• [RECORDS FOR THIS EXERCISE]
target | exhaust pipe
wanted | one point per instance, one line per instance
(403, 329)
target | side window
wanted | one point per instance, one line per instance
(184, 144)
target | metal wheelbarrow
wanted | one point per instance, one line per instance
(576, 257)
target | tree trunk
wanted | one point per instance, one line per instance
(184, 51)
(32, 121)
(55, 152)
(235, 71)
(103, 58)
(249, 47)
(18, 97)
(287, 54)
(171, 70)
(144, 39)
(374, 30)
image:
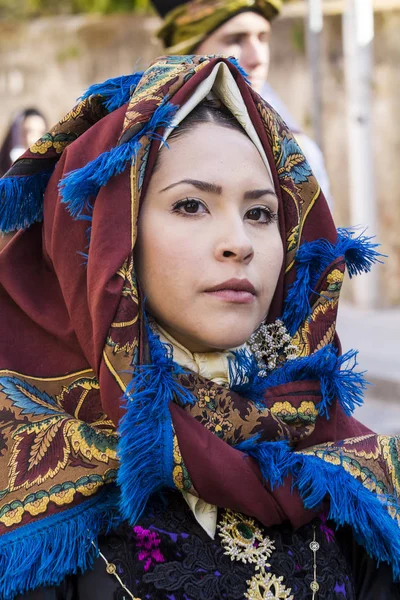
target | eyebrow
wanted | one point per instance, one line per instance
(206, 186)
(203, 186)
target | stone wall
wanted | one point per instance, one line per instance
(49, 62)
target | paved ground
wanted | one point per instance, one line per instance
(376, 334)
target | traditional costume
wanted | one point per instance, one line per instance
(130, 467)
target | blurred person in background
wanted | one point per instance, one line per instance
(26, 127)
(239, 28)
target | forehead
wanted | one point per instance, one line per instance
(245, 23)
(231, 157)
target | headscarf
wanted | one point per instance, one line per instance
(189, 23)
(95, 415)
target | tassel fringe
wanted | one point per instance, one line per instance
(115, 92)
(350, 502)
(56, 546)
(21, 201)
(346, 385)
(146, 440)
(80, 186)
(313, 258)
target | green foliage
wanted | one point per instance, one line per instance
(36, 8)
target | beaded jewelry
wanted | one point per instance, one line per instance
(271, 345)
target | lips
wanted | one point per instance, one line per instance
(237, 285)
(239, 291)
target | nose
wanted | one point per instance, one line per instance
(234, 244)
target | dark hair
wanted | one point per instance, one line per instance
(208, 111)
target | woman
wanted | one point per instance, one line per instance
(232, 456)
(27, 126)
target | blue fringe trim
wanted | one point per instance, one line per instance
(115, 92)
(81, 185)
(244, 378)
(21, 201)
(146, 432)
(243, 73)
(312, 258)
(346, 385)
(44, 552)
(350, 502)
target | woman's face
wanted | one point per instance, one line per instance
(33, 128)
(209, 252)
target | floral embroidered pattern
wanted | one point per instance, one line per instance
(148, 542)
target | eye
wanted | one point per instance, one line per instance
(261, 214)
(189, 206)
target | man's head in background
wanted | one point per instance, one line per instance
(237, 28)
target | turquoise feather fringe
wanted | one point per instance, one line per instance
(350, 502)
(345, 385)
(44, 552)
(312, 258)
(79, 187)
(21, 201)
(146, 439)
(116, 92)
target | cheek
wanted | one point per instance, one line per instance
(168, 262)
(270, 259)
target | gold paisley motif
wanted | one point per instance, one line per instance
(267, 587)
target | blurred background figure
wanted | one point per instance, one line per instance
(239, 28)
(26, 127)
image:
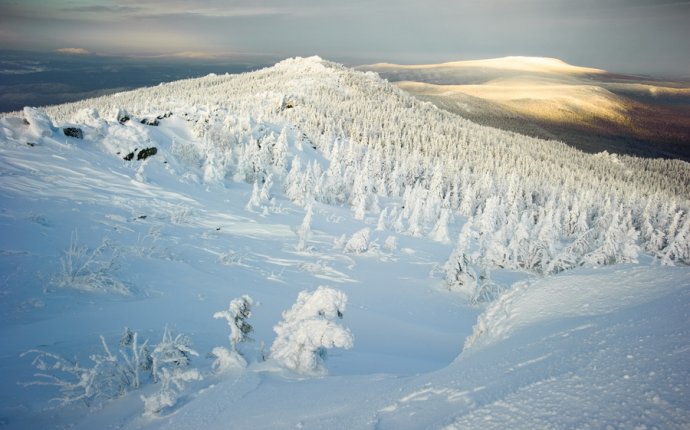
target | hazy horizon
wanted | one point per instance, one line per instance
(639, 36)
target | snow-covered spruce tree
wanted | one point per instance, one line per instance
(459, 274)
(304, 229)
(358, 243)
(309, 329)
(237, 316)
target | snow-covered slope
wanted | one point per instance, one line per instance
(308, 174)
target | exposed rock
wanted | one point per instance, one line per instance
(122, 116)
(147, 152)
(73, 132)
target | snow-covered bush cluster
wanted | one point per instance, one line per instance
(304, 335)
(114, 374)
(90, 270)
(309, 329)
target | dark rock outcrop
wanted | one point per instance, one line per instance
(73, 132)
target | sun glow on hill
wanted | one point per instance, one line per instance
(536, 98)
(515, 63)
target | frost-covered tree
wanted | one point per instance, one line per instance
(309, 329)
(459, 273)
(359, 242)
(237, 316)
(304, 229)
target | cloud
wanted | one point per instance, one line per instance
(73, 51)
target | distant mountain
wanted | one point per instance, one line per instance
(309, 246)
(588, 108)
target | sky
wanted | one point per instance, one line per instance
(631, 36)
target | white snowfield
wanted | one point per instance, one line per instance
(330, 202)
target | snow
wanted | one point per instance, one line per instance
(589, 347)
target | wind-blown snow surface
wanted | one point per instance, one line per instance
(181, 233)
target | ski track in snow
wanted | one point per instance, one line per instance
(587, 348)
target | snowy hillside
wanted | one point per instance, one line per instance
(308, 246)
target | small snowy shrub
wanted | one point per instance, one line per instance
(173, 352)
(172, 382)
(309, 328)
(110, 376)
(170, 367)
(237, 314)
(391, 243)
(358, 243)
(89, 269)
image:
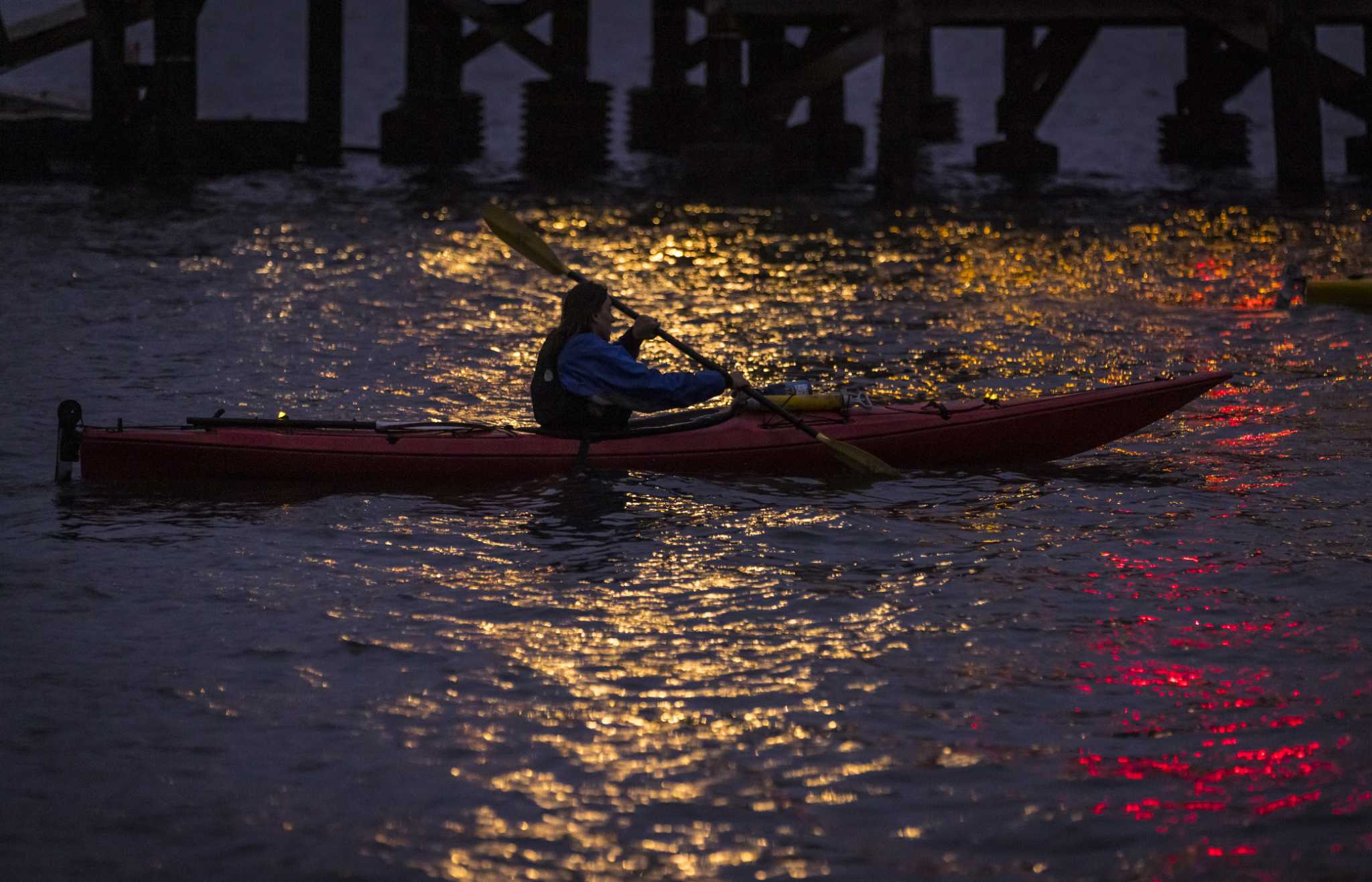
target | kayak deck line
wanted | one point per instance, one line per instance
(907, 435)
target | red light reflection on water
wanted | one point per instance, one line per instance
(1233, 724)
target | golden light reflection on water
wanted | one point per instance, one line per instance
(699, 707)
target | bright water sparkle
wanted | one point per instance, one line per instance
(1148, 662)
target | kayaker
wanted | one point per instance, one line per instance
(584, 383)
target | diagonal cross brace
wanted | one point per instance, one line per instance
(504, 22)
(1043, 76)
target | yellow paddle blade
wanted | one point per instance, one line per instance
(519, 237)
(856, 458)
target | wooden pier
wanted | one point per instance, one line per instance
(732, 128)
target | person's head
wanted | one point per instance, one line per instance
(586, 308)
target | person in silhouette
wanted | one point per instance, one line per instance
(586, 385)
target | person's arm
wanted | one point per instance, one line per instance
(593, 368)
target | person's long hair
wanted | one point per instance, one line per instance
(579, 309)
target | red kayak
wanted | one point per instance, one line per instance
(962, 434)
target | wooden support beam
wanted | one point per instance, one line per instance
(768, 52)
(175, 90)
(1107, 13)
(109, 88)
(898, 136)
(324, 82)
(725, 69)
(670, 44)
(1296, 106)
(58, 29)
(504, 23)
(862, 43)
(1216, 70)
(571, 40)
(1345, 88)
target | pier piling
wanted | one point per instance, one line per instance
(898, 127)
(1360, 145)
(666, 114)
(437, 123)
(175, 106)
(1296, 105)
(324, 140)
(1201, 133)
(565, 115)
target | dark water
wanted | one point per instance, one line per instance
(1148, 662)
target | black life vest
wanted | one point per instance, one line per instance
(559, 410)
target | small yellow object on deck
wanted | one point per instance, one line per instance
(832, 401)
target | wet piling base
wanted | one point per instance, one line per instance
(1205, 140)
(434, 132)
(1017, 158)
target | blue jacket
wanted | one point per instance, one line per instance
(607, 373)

* * *

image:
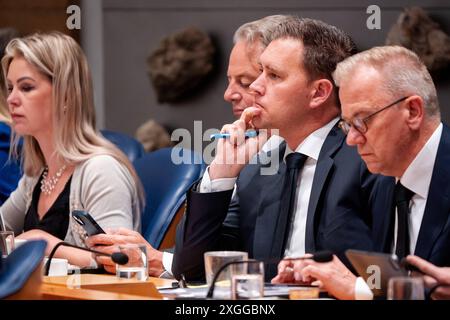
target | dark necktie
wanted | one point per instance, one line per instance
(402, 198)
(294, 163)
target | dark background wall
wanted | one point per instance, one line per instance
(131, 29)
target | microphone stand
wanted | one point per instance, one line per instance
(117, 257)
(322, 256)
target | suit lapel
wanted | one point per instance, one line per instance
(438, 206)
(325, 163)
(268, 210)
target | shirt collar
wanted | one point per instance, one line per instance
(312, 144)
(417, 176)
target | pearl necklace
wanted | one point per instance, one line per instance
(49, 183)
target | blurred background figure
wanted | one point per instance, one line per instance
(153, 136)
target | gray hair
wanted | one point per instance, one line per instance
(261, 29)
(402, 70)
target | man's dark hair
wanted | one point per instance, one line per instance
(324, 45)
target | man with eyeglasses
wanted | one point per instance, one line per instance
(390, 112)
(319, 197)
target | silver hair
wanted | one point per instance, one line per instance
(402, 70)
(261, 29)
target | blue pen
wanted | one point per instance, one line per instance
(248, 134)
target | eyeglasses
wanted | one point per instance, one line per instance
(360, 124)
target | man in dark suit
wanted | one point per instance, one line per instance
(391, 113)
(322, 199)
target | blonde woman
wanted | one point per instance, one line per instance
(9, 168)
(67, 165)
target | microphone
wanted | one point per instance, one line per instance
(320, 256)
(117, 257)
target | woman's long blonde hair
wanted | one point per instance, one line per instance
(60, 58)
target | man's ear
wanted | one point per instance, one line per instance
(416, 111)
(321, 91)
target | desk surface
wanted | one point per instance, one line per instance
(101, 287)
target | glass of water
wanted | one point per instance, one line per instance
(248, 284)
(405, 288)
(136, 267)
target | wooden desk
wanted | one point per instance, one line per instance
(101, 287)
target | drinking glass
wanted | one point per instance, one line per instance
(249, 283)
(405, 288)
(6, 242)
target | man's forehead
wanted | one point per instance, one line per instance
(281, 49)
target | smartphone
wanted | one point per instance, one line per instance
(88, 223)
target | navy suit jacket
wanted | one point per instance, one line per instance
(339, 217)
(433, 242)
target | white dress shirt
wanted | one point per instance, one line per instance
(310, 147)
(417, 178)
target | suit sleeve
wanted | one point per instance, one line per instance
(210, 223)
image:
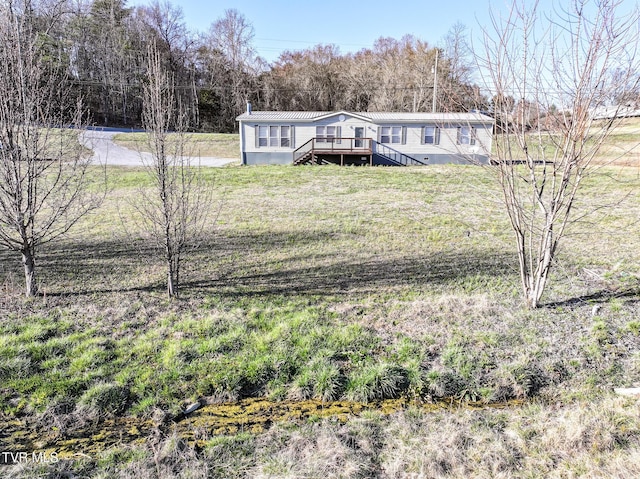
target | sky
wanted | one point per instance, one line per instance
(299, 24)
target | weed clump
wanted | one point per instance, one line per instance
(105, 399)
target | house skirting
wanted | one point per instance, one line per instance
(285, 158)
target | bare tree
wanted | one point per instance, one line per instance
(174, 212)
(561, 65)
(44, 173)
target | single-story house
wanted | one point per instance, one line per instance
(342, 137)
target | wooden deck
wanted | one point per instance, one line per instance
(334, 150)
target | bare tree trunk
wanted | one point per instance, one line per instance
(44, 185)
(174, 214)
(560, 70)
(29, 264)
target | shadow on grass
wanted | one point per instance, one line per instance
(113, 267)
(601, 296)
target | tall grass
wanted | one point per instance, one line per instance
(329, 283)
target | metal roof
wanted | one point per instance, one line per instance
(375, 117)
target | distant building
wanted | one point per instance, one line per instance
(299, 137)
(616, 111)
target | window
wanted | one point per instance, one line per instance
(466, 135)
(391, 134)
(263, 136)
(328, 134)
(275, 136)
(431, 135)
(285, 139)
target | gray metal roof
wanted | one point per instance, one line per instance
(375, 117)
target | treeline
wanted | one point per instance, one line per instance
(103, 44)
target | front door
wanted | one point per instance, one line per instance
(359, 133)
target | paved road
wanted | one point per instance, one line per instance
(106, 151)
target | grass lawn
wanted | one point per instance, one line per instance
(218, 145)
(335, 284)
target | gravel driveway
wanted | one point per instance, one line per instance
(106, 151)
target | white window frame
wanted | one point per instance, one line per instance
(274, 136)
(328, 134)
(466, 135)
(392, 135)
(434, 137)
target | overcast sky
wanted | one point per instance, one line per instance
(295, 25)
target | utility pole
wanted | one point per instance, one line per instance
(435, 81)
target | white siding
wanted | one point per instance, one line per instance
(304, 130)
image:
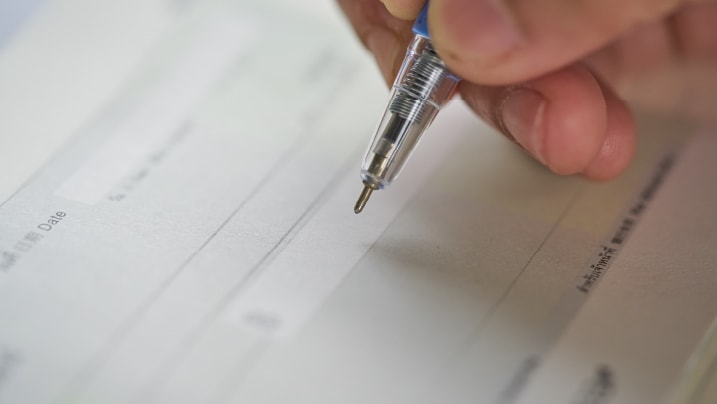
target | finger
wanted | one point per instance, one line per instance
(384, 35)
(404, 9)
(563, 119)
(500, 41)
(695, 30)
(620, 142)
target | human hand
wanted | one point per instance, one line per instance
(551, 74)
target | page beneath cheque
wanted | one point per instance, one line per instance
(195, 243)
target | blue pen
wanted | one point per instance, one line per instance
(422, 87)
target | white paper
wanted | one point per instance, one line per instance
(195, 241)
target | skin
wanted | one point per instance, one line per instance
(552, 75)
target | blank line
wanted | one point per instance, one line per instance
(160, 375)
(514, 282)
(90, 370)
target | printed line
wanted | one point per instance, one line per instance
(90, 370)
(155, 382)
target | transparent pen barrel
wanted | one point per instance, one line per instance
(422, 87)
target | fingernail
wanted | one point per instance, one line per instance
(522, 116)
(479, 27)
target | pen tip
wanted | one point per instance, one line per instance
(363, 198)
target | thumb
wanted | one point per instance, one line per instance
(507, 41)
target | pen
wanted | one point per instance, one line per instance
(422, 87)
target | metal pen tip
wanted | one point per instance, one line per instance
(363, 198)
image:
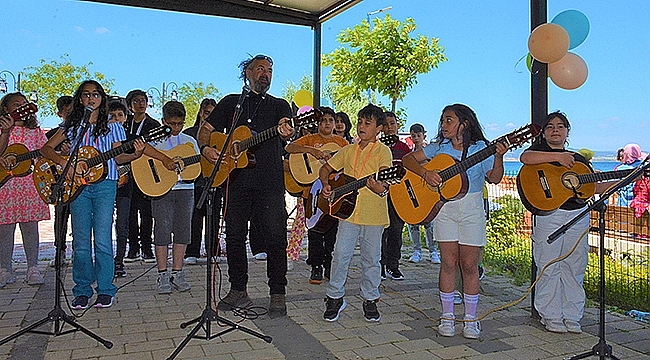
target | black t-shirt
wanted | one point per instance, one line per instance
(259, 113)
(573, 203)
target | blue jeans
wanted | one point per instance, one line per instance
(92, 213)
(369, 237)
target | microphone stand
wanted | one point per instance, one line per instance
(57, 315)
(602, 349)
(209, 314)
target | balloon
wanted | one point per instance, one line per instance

==

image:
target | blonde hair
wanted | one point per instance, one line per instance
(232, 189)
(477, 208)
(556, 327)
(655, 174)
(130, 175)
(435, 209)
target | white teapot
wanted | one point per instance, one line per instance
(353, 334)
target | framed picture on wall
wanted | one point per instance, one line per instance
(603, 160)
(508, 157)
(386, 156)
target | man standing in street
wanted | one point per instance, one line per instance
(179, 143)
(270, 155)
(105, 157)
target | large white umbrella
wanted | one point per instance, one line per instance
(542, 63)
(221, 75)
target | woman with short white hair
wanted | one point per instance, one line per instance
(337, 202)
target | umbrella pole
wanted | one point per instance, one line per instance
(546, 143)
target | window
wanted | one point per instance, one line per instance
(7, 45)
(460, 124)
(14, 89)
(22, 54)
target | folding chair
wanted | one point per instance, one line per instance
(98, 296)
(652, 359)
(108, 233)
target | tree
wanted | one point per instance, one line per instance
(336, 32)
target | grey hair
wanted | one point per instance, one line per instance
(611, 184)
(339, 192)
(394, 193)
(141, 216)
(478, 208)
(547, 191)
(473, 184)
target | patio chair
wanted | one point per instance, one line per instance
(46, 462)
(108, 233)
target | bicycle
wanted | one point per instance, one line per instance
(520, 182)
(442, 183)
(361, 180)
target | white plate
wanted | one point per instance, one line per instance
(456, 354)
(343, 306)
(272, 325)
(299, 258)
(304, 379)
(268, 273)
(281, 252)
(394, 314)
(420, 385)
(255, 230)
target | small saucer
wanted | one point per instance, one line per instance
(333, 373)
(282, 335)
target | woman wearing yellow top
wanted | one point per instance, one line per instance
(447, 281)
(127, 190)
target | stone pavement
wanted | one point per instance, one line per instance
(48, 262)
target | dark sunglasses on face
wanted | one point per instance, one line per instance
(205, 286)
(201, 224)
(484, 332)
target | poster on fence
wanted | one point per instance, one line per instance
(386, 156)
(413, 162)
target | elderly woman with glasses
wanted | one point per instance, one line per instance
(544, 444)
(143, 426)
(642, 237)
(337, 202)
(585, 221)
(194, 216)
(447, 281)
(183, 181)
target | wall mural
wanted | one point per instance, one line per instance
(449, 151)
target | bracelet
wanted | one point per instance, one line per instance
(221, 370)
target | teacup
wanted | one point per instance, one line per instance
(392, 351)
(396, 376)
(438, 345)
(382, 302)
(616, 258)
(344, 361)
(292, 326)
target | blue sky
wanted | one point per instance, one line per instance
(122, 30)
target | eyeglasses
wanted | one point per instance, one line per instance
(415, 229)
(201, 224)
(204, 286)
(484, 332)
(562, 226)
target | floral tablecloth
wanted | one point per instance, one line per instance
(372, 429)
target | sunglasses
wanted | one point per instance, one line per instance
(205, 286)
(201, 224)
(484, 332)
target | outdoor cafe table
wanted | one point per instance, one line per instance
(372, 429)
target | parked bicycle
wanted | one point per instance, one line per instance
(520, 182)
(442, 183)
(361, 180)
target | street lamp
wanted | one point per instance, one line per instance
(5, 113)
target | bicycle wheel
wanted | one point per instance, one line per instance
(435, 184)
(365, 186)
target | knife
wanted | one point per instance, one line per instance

• [EXERCISE DETAILS] Return every line of the entries above that contains the word "water", copying each one unchanged.

• [WRITTEN RESPONSE]
target | red light reflection on water
target | golden light reflection on water
target | bright water sparkle
target | dark water
target | glass of water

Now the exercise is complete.